Data records =>
========================

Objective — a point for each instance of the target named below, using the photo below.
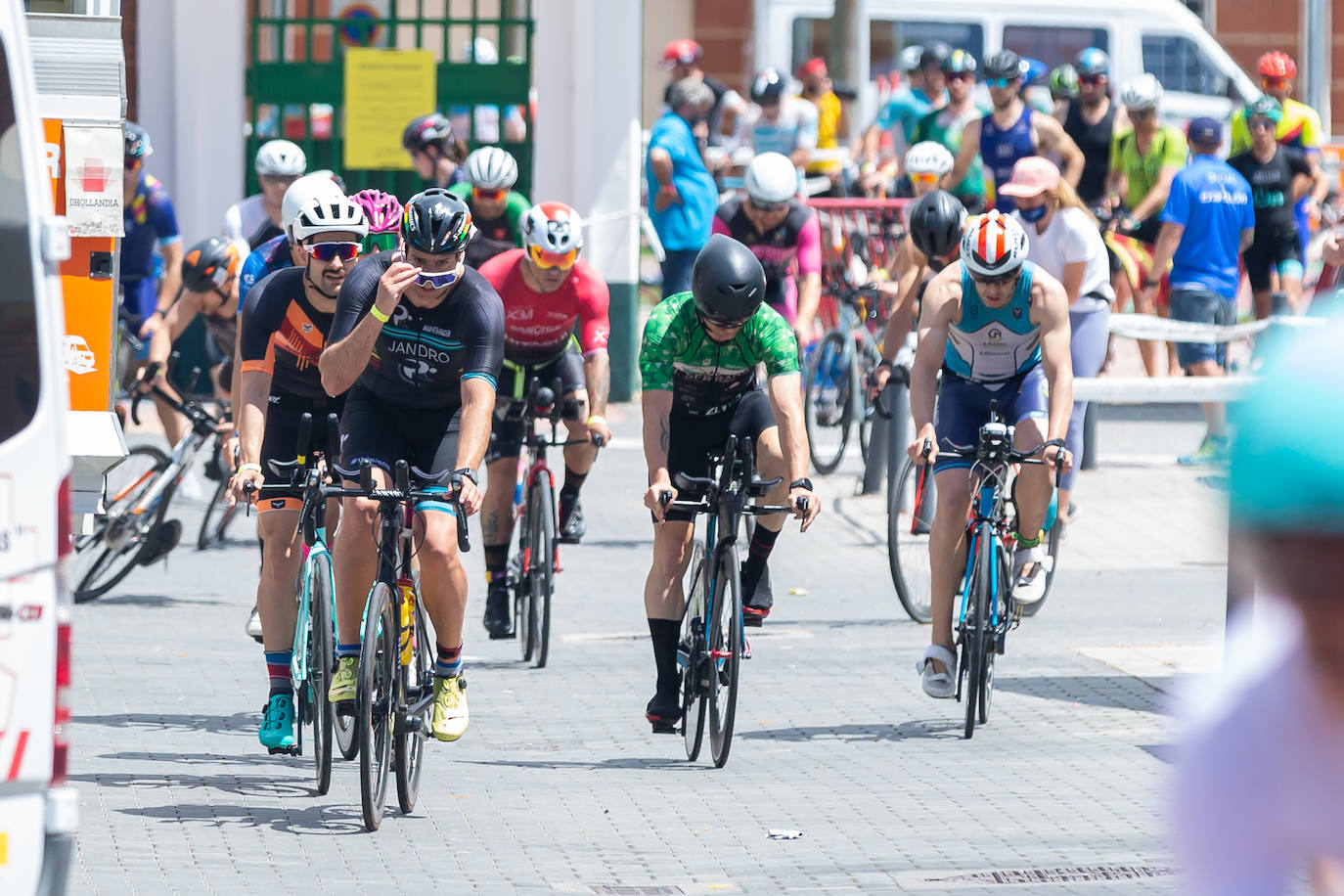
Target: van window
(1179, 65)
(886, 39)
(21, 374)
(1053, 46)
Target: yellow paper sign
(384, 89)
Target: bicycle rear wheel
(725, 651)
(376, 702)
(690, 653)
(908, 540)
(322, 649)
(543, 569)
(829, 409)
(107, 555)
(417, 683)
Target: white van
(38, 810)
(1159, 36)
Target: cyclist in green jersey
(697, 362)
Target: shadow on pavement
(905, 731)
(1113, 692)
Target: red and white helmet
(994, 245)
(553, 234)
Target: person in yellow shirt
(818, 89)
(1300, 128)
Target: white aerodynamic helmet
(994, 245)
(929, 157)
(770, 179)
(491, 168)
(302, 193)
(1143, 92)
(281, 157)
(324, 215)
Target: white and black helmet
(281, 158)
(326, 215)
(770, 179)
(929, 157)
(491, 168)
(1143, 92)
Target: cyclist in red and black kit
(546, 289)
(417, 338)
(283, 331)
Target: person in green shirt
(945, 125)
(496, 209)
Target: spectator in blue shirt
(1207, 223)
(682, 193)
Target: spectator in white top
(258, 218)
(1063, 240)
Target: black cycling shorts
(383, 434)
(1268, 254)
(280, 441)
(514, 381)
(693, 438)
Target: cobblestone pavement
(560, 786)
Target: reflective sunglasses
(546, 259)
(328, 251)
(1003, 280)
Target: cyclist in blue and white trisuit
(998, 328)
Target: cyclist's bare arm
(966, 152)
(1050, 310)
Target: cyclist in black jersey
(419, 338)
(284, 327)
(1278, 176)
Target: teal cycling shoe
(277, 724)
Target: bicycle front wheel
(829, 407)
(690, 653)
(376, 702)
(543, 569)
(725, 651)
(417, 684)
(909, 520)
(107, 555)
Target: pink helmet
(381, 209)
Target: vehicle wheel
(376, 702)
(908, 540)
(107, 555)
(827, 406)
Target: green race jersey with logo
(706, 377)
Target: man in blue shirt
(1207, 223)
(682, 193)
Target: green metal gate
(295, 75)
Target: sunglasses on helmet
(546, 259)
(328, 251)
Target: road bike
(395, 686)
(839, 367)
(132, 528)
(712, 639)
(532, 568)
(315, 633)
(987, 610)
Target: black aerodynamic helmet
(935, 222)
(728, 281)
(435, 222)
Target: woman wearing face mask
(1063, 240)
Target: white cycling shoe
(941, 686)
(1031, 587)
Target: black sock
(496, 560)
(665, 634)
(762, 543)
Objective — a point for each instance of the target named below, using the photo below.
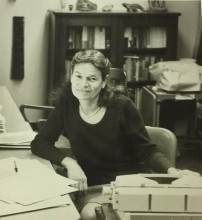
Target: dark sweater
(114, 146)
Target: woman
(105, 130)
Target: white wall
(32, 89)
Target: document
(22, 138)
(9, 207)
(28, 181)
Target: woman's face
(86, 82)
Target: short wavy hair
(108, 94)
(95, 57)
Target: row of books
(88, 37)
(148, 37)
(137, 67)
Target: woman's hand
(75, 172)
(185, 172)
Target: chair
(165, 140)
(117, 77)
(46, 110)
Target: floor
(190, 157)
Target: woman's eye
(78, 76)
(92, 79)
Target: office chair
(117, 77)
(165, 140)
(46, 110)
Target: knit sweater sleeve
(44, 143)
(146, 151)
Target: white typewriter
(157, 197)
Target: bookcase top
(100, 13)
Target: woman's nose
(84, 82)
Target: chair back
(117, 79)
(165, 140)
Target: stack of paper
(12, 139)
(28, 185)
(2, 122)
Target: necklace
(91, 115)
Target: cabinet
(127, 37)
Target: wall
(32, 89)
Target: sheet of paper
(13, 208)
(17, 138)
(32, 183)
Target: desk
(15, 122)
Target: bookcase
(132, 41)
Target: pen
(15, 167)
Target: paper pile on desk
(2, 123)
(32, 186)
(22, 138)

========================

What is required =>
Print the lines of the material, exactly and only, from the line that contains "Target: row of books" down to and including the final line.

Response to the task =>
Target: row of books
(88, 37)
(148, 37)
(137, 67)
Target: woman's hand
(75, 172)
(185, 172)
Target: chair
(165, 140)
(117, 77)
(46, 110)
Target: floor
(190, 157)
Target: woman's eye
(78, 76)
(92, 79)
Target: office chair
(117, 77)
(165, 140)
(46, 110)
Target: knit sweater sleeve
(44, 143)
(146, 151)
Target: white typewriter
(157, 197)
Target: bookcase top
(100, 13)
Target: woman's nose
(84, 82)
Target: chair back
(117, 79)
(165, 140)
Target: stack of paper
(12, 139)
(28, 185)
(2, 122)
Target: necklace
(91, 115)
Target: cabinet
(127, 37)
Target: wall
(32, 89)
Target: sheet of paper
(13, 208)
(17, 138)
(32, 183)
Target: desk
(15, 122)
Target: bookcase
(132, 41)
Target: pen
(15, 167)
Target: paper pile on desk
(2, 123)
(32, 186)
(22, 138)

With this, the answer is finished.